Exercise objective:
Print everything in the text on the digital typography customization system from "In one or more embodiments, a" down to "effects, reflection effects).", word for word.

Document text:
◇ ◇ ◇ ◇ ◇
Although FIG. 1 illustrates the digital typography customization system 106 being implemented by a particular component and/or device within the system 100 (e.g., the server device(s) 102), in some implementations, the digital typography customization system 106 is implemented, in whole or in part, by other computing devices and/or components in the system 100. For example, in some implementations, the digital typography customization system 106 is implemented on the client device 110 within the digital graphics application 112 (e.g., via a client digital typography customization application 114). Indeed, in one or more implementations, the description of (and acts performed by) the digital typography customization system 106 are implemented (or performed by) the client digital typography customization application 114 when the client device 110 implements the digital typography customization system 106. More specifically, in some instances, the client device 110 (via an implementation of the digital typography customization system 106 on the client digital typography customization application 114) enables modification of glyphs via user sketch interactions in accordance with one or more implementations herein.
Additionally, as shown in FIG. 1 , the system 100 includes the network 108. As mentioned above, in some instances, the network 108 enables communication between components of the system 100. In certain implementations, the network 108 includes a suitable network and may communicate using any communication platforms and technologies suitable for transporting data and/or communication signals, examples of which are described with reference to FIG. 13 . Furthermore, although FIG. 1 illustrates the server device(s) 102 and the client device 110 communicating via the network 108, in certain implementations, the various components of the system 100 communicate and/or interact via other methods (e.g., the server device(s) 102 and the client device 110 communicating directly).
As mentioned above, in one or more implementations, the digital typography customization system 106 customizes a glyph (of a typography element) through electronic (free form) sketching interactions. For instance, FIG. 2 illustrates an overview of an implementation of the digital typography customization system 106 modifying a glyph using an electronic sketch interaction. Indeed, as shown in FIG. 2 , the digital typography customization system 106 receives an electronic sketch interaction on a visual glyph representation and modifies the visual glyph representation by modifying curve segments of the visual glyph representation using a sketch outline curve path of the electronic sketch interaction. In some cases, as shown in FIG. 2 , the digital typography customization system 106 utilizes the modified visual glyph representation as an editable typography element.
As shown in an act 202 of FIG. 2 , the digital typography customization system 106 receives an electronic sketch interaction on a visual glyph representation. For instance, the digital typography customization system 106 identifies a position of the electronic sketch interaction to identify a nearest glyph and utilizes glyph path snapping to determine a starting point of the sketch interaction on one or more curve segments of a glyph outline corresponding to the glyph. Moreover, in one or more instances, the digital typography customization system 106 receives (or determines) a sketch outline from the electronic sketch interaction using a starting point, anchor points of the sketch interaction, and an ending point of the sketch interaction. For instance, the digital typography customization system 106 utilizes an electronic sketch interaction in relation to a visual glyph representation to generate a sketch outline as described below (e.g., in reference to FIG. 3 ).
In one or more embodiments, a typography element includes information corresponding to a style and/or appearance of one or more characters (e.g., text characters, numerical characters). For instance, a typography element includes glyph, font, and/or text transformation information. For instance, a typography element includes editability properties, such as, but not limited to, font styles (e.g., bold, italicized, underlined), font sizes (e.g., size, kerning, tracking, leading property), font weights, font colors, and/or font effects (e.g., shadows, blur effects, brush effects, glow effects, reflection effects).
◇ ◇ ◇ ◇ ◇
Supplied data:
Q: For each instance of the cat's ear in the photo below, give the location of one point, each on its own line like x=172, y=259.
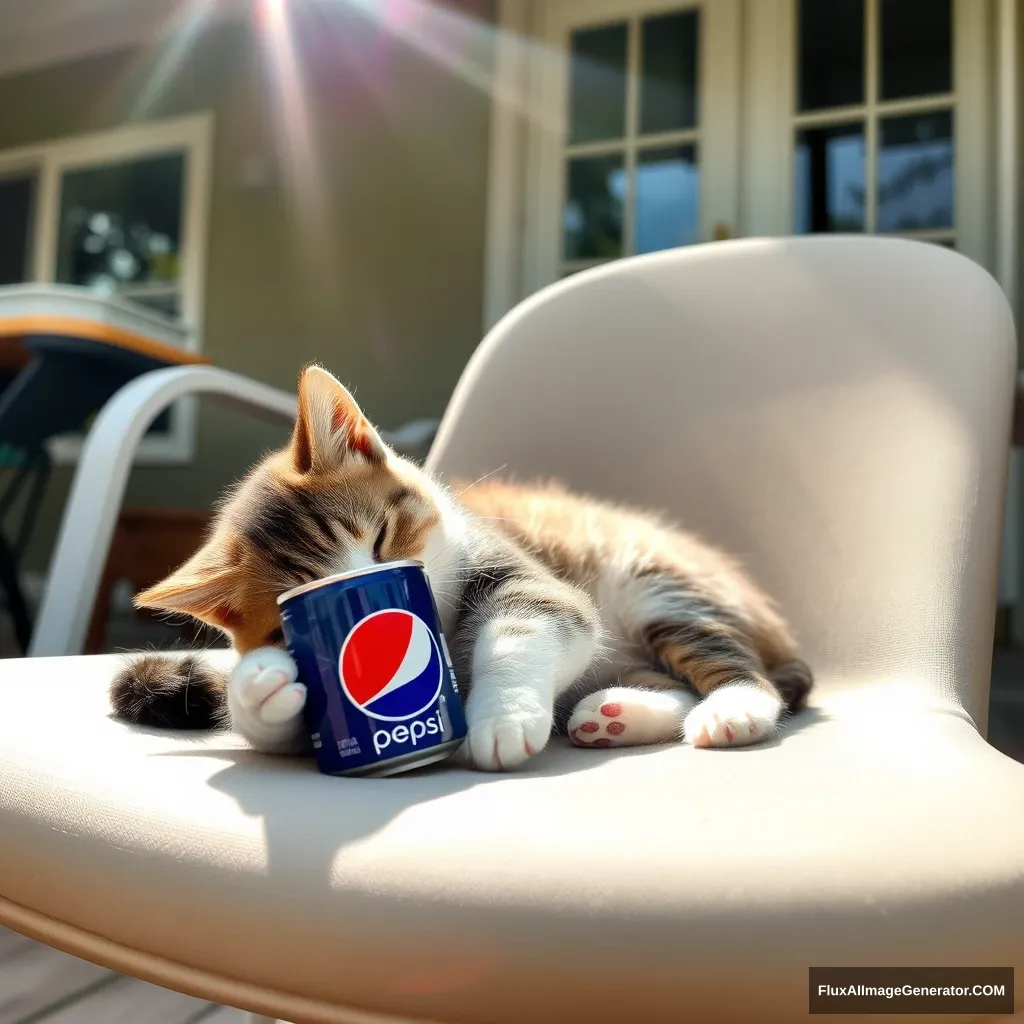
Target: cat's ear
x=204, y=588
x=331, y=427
◇ ◇ ◇ ◇ ◇
The result:
In one or more embodiments, a typography element includes information corresponding to a style and/or appearance of one or more characters (e.g., text characters, numerical characters). For instance, a typography element includes glyph, font, and/or text transformation information. For instance, a typography element includes editability properties, such as, but not limited to, font styles (e.g., bold, italicized, underlined), font sizes (e.g., size, kerning, tracking, leading property), font weights, font colors, and/or font effects (e.g., shadows, blur effects, brush effects, glow effects, reflection effects).